--- THE DATA Enclosed Below ---

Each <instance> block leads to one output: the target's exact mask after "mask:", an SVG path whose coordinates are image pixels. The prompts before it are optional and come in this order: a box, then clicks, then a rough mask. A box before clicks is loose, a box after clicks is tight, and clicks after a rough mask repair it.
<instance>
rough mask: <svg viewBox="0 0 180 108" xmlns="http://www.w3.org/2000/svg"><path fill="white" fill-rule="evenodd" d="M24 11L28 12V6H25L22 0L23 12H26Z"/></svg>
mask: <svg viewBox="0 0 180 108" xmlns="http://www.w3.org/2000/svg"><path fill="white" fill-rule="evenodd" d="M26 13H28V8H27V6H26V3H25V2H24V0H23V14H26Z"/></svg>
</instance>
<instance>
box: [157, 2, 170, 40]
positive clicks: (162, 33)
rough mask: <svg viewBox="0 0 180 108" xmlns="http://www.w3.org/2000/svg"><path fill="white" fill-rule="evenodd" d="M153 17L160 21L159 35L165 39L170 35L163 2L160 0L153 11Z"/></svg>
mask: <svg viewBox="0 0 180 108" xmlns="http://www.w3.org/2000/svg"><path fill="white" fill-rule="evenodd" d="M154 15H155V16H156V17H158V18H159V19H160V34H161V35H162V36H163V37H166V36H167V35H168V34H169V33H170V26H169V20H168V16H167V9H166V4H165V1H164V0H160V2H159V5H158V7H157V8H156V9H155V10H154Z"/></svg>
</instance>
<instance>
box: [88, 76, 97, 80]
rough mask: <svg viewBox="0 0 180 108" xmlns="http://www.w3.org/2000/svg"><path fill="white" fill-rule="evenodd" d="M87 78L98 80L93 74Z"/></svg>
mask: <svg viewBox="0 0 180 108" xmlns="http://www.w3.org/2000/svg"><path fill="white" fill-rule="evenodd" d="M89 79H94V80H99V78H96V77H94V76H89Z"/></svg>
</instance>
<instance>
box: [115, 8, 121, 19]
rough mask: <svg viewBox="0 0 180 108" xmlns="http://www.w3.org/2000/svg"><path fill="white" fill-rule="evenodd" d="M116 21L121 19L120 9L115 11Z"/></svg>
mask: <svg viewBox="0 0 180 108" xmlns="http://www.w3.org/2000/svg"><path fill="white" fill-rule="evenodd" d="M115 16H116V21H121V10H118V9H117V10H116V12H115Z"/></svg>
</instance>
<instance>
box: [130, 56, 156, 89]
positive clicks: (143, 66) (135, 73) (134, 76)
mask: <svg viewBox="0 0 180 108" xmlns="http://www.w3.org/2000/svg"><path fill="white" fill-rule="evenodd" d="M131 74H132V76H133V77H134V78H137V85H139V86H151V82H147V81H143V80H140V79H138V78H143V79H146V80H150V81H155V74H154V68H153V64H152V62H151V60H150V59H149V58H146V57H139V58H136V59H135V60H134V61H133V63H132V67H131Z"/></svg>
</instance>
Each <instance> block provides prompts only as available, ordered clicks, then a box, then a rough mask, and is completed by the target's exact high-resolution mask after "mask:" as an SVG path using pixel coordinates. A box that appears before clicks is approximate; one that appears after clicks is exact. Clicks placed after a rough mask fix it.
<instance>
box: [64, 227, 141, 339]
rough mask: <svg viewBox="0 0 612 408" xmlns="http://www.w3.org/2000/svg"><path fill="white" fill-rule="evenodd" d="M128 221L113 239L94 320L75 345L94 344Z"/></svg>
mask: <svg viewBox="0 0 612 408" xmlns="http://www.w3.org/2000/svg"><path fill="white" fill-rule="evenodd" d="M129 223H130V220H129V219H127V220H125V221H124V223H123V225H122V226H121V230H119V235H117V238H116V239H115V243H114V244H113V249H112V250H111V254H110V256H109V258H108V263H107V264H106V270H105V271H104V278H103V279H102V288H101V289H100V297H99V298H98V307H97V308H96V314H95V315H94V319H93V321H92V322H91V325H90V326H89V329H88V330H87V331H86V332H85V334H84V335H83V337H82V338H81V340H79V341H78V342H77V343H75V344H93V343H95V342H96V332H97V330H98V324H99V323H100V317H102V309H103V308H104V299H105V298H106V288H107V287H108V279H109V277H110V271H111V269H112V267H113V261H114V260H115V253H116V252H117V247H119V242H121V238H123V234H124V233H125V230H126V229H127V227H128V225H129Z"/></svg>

--- End of Enclosed THE DATA ---

*REQUIRED WORK*
Count the lines of the material above that contain the string "positive", and state only that number.

*TASK RESPONSE*
2